━━━━━ DOCUMENT SECTION

According to the Museum’s website (which also provides technical specifications):


The Sikorsky S-58 was ordered by the military and designated the H-34. It was first used in a anti-submarine role by the U.S. Navy with the first flight in 1954. The U. S. Army used the H-34 (known as the “Choctaw”) as its principal transport helicopter from 1955 through 1964. The Marines adopted it in 1957 (known as the “Seahorse”) as their standard troop carrier for “vertical envelopment” landings, operating from carriers.

The H-34 in our museum was one of four modified for operation in Antarctica with the Navy and was given the “L” designation. It served as a rescue and utility craft with Squardron (sic) VX-6.

Other H-34s served in executive flight attachment, serving the President. Still others were used as recovery aircraft for the Mercury Program. Commercial models were used to transport cargo and passengers. They also were provided to over 23 countries. Westland in the United Kingdom was licensed was built (sic) a turbine-powered version as the “Wessex.”

━━━━━━━━━━

▶ SET OF TASKS:
• 1. List every year that appears in the Sikorsky S-58 passage, in the order they occur.
• 2. Set down the part of the Sikorsky S-58 passage that opens with the words containing "The Sikorsky S-58" and closes with "Squardron (sic) VX-6.".
The data after the Sikorsky S-58 passage is not needed for any work here.

━━━━━ DATA SECTION

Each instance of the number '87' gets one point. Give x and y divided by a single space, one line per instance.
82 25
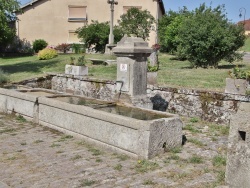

━━━━━━━━━━

▶ FULL SOLUTIONS:
• 1. 1954, 1955, 1964, 1957

• 2.
The Sikorsky S-58 was ordered by the military and designated the H-34. It was first used in a anti-submarine role by the U.S. Navy with the first flight in 1954. The U. S. Army used the H-34 (known as the “Choctaw”) as its principal transport helicopter from 1955 through 1964. The Marines adopted it in 1957 (known as the “Seahorse”) as their standard troop carrier for “vertical envelopment” landings, operating from carriers.

The H-34 in our museum was one of four modified for operation in Antarctica with the Navy and was given the “L” designation. It served as a rescue and utility craft with Squardron (sic) VX-6.